**Stated goal 1**
Select and copy each line of the records below that contains the word "blue".

**Reading text**
Today we celebrate Flag Day in commemoration of the day that the Continental Congress adopted the Stars and Stripes as the official flag of the United States. In honor of this historic occasion, here is some history of our nation’s flag.
In 1775, there was no official flag for the American colonies. In fact, at this time there were at least 5 different flags flown by different groups or locations.
The Liberty Tree flag was flown on some American ships in the New England area. It was also flown on board George Washington’s personal schooner.
The Don’t Tread on Me flag was flown by the Continental Navy in 1775.
The Sons of Liberty flag had been flown for several years prior to 1775. They were a group of colonists who protested the British policies of taxation without representation.
The New England flag was flown by colonists in various New England locations who supported the American colonies instead of the British.
Some historians believe that the Forester flag is the oldest or first true flag that represented the 13 colonies. It is the flag that was carried by the Minutemen when they marched into the Battles of Lexington and Concord on April 19, 1775 which officially launched the Revolutionary War.
On January 1, 1776, newly appointed Commander of the Continental Army, George Washington commissioned the Grand Union flag consisting of the 13 red and white stripes with the British Union Jack in the canton (the upper corner).
Allegedly, in May 1776, Betsy Ross sewed the flag with the 13 red and white stripes with a circle of 13 stars in the canton. However, there is virtually no historical evidence to support the claim that this version of the flag originated with Betsy Ross and many historians doubt the truth of the legend. Some historians point to Francis Hopkinson, a signer of the Declaration of Independence from New Hersey as being the person responsible for placing the stars in the canton. He also is credited with helping to design the Great Seal of the United States and other government emblems and devices.
In early 1777, several versions of the flag were made. Among them was the Cowpens flag, used by the Third Maryland Regiment. It was similar to the ‘Ross’ flag except it had a star in the center of the circle of stars.

**Stated goal 2**
Set down the passage of the flag history text above from "Today we celebrate" to "our nation’s flag.", word for word.

**Items from a data source**
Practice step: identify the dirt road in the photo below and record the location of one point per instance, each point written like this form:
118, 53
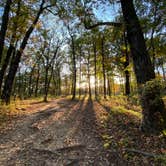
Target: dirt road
58, 133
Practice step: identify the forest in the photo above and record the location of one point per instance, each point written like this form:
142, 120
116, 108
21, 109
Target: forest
82, 82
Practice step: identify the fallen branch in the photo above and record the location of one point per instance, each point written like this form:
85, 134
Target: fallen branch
141, 152
73, 147
57, 151
74, 161
46, 151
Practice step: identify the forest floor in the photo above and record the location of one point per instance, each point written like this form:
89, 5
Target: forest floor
83, 132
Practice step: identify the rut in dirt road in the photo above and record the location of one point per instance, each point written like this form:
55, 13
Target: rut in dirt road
64, 134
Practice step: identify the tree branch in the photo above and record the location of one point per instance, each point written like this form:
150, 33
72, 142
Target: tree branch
115, 24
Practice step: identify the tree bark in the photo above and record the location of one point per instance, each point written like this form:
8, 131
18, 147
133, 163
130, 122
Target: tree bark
151, 103
37, 82
89, 83
141, 59
103, 66
6, 93
5, 19
74, 69
126, 64
95, 68
11, 47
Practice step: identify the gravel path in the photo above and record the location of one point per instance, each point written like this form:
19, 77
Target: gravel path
58, 133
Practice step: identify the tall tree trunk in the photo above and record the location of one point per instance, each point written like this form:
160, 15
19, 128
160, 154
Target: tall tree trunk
6, 93
46, 84
95, 63
11, 47
108, 84
103, 66
89, 83
163, 70
30, 81
126, 64
80, 74
5, 19
37, 82
143, 68
74, 69
5, 64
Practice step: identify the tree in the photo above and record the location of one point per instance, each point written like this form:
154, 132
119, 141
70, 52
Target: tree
142, 66
5, 19
6, 93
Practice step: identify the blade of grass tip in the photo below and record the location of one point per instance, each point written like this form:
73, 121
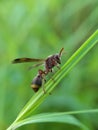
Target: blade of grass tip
60, 117
39, 97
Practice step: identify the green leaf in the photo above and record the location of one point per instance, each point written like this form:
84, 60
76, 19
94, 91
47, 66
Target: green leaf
51, 117
39, 97
60, 117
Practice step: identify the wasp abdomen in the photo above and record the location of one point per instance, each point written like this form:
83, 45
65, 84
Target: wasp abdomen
36, 83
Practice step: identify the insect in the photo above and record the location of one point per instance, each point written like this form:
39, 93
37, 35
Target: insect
38, 81
49, 62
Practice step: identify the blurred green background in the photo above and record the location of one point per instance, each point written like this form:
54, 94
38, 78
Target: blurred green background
37, 29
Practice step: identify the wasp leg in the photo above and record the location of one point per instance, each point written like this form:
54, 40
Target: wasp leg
58, 67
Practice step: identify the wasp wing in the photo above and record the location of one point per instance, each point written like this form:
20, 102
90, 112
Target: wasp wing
23, 60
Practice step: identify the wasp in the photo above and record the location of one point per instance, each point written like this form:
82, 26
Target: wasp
49, 63
38, 81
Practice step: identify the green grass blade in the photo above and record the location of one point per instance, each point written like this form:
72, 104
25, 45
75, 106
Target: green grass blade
39, 97
62, 117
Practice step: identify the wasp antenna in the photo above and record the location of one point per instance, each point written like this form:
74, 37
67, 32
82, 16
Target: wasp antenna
61, 52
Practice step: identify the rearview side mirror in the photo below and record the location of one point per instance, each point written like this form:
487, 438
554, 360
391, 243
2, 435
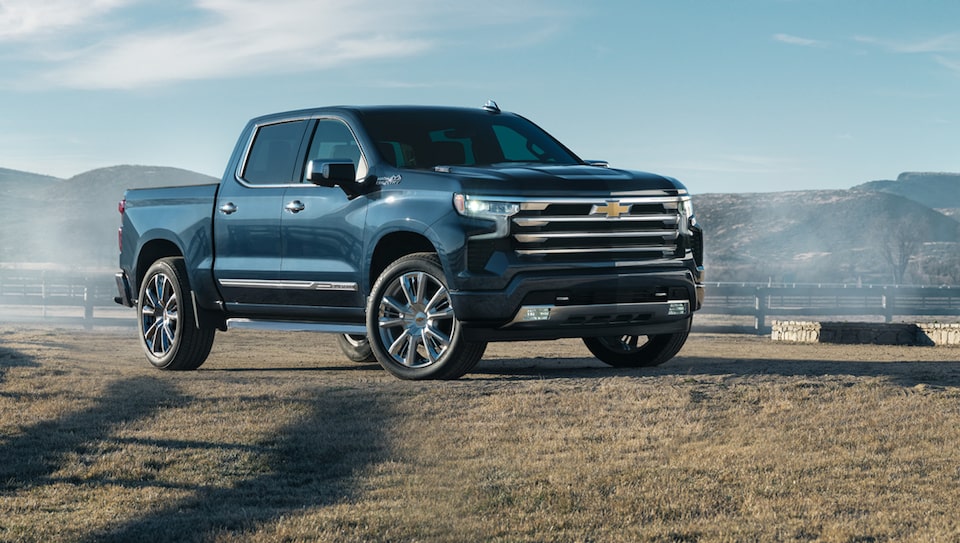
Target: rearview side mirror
334, 174
330, 174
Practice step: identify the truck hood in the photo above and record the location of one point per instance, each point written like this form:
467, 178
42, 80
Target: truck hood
539, 179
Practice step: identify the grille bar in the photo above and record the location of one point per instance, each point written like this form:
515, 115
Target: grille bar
641, 228
663, 234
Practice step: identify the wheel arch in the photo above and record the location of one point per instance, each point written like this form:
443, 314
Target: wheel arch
152, 251
393, 246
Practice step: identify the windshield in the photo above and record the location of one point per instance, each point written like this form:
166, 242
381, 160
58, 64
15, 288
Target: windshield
418, 138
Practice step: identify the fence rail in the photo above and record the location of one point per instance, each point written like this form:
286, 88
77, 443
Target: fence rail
93, 291
53, 288
780, 301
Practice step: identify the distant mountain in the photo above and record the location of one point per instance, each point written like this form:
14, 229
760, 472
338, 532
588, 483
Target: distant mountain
814, 236
74, 221
14, 183
936, 190
837, 236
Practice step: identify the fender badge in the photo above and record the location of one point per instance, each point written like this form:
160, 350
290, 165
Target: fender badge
392, 180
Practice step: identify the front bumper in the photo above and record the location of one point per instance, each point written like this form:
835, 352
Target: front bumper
123, 288
545, 307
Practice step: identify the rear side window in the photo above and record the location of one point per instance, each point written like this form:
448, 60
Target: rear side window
273, 155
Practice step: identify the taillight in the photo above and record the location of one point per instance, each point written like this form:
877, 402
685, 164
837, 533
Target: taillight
121, 207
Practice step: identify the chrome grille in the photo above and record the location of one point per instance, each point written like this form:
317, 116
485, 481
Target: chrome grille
635, 228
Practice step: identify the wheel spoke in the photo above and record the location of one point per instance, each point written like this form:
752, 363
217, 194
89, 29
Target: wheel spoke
408, 285
393, 305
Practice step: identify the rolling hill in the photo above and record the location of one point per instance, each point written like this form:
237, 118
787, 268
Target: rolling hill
73, 222
816, 236
836, 236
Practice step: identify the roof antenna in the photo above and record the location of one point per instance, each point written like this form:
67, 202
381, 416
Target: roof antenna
491, 106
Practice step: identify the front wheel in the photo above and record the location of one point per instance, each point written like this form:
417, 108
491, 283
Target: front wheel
168, 333
637, 351
356, 347
411, 325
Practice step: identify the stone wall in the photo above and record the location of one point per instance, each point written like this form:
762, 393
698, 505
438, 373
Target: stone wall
866, 333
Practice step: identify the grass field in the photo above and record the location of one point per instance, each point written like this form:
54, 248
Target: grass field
279, 438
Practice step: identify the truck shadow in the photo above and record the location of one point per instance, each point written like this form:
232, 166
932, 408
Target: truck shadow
905, 373
306, 464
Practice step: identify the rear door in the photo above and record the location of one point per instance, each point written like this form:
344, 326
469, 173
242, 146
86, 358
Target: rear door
248, 214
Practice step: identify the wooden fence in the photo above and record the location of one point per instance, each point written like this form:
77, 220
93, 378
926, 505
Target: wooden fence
801, 302
55, 289
95, 292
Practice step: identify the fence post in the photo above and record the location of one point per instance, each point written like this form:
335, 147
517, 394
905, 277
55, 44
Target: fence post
759, 316
889, 300
87, 306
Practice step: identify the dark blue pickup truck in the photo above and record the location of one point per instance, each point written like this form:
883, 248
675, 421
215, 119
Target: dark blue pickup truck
417, 235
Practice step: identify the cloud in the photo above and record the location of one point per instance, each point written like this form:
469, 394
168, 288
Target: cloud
937, 47
138, 44
796, 40
946, 43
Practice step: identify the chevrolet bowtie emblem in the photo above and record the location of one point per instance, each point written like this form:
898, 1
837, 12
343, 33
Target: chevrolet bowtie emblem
612, 210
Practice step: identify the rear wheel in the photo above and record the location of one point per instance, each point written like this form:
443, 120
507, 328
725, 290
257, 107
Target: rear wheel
356, 347
168, 333
637, 351
411, 325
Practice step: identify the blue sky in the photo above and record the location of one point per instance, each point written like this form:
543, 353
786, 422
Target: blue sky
735, 96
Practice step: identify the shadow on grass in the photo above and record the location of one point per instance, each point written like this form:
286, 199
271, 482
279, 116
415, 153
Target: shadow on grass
307, 464
908, 373
28, 459
12, 358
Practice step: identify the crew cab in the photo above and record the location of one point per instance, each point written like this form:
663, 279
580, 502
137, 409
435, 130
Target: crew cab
417, 235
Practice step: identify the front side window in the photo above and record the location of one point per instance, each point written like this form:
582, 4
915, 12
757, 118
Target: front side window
272, 159
334, 142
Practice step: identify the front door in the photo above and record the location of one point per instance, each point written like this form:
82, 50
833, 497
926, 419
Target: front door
322, 231
247, 218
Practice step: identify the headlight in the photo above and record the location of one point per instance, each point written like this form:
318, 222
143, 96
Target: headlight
497, 211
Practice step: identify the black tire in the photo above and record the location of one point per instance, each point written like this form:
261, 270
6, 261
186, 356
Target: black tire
356, 347
168, 332
411, 325
637, 351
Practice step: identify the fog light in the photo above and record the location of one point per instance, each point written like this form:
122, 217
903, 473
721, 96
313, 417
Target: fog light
536, 314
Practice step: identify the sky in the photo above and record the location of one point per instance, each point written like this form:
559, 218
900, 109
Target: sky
727, 96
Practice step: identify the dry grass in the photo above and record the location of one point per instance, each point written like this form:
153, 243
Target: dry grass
277, 438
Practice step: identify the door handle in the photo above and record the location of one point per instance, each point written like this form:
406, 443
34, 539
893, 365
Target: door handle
295, 206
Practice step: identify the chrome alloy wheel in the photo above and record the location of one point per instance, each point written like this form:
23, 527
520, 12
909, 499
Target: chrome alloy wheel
159, 315
416, 321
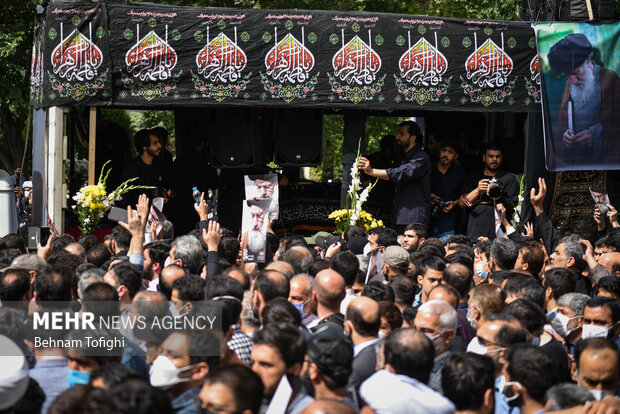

**Expected answer 1**
Practice step: identify the dark blue pickup truck in the photo above and record the location of one point per instance, each point written like this form:
Target: dark blue pickup truck
Practice step: identify the blue sky in the photo above and record the location of one point per instance, each point written like this form:
Target: blue sky

**Expected answer 2**
Today we celebrate Flag Day in commemoration of the day that the Continental Congress adopted the Stars and Stripes as the official flag of the United States. In honor of this historic occasion, here is some history of our nation’s flag.